PROBLEM REQUIREMENTS: Could you reproduce every entry as it stands, leaving the pictures behind?

== SOURCE INFORMATION ==

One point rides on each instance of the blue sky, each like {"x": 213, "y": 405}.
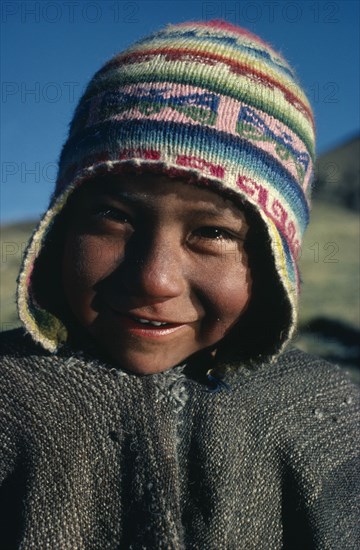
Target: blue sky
{"x": 51, "y": 49}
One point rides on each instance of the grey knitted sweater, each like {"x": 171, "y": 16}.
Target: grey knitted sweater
{"x": 95, "y": 458}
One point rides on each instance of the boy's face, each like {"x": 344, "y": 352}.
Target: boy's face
{"x": 155, "y": 268}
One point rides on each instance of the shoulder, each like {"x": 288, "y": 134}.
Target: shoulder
{"x": 301, "y": 398}
{"x": 296, "y": 374}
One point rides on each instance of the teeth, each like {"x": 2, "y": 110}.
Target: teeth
{"x": 147, "y": 322}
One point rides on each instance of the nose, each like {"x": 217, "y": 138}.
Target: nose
{"x": 155, "y": 268}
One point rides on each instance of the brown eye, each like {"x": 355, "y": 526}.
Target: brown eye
{"x": 110, "y": 213}
{"x": 214, "y": 233}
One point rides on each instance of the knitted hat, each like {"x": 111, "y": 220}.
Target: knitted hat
{"x": 207, "y": 101}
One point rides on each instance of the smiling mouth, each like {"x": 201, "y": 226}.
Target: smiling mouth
{"x": 140, "y": 326}
{"x": 152, "y": 323}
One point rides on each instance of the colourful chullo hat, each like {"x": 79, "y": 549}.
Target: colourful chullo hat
{"x": 203, "y": 100}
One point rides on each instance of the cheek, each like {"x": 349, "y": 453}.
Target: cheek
{"x": 87, "y": 261}
{"x": 231, "y": 297}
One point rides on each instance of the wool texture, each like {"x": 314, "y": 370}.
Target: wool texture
{"x": 205, "y": 101}
{"x": 94, "y": 458}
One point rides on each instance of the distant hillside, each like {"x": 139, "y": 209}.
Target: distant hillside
{"x": 338, "y": 175}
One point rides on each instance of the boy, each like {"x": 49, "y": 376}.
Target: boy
{"x": 150, "y": 403}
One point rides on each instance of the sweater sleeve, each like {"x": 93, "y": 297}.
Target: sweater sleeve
{"x": 322, "y": 465}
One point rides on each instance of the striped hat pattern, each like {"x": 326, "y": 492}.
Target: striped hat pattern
{"x": 205, "y": 100}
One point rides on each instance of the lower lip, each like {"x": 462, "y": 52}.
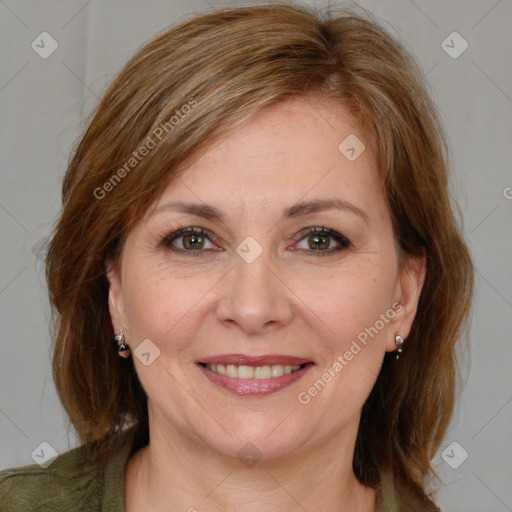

===

TASK ANSWER:
One point rides on each instance of the blue sky, each like {"x": 213, "y": 405}.
Target: blue sky
{"x": 51, "y": 49}
One point rides on each instance of the grey knitted sweater, each like {"x": 171, "y": 16}.
Target: grey knitted sweater
{"x": 95, "y": 458}
One point rides on each instance of the boy's face, each like {"x": 344, "y": 352}.
Target: boy's face
{"x": 155, "y": 268}
One point rides on each instance of the shoulder, each like {"x": 288, "y": 134}.
Target: shoulder
{"x": 301, "y": 398}
{"x": 296, "y": 374}
One point rides on each instance of the teeth, each like {"x": 2, "y": 110}.
Target: teeth
{"x": 147, "y": 322}
One point rides on each instance of the nose, each like {"x": 217, "y": 138}.
Target: nose
{"x": 155, "y": 268}
One point rides on each instance of the brown eye, each like {"x": 355, "y": 526}.
Target: brown eye
{"x": 110, "y": 213}
{"x": 214, "y": 233}
One point rides on each instance of the knitted hat, each like {"x": 111, "y": 220}.
Target: knitted hat
{"x": 207, "y": 101}
One point rides on each instance of the smiling mouth, each like {"x": 201, "y": 226}.
Target: smiling mouth
{"x": 140, "y": 326}
{"x": 152, "y": 323}
One point rides on each instance of the colourful chullo hat, each like {"x": 79, "y": 549}.
Target: colourful chullo hat
{"x": 203, "y": 100}
One point rides on each instance of the cheek, each like {"x": 349, "y": 453}.
Target: cheek
{"x": 87, "y": 261}
{"x": 231, "y": 297}
One point rides on each instance of the wool texture, each like {"x": 314, "y": 370}.
Target: wool texture
{"x": 205, "y": 101}
{"x": 94, "y": 458}
One point rides on each instance of the distant hillside, each like {"x": 139, "y": 209}.
Target: distant hillside
{"x": 338, "y": 175}
One point rides on each instance of the boy, each like {"x": 49, "y": 376}.
Target: boy
{"x": 150, "y": 403}
One point rides on each instance of the sweater sleeve, each like {"x": 93, "y": 297}.
Target: sweater sleeve
{"x": 322, "y": 465}
One point rides on each instance of the striped hat pattern, each like {"x": 326, "y": 492}.
Target: striped hat pattern
{"x": 205, "y": 100}
One point rides on each instance of the lower lip, each like {"x": 462, "y": 52}.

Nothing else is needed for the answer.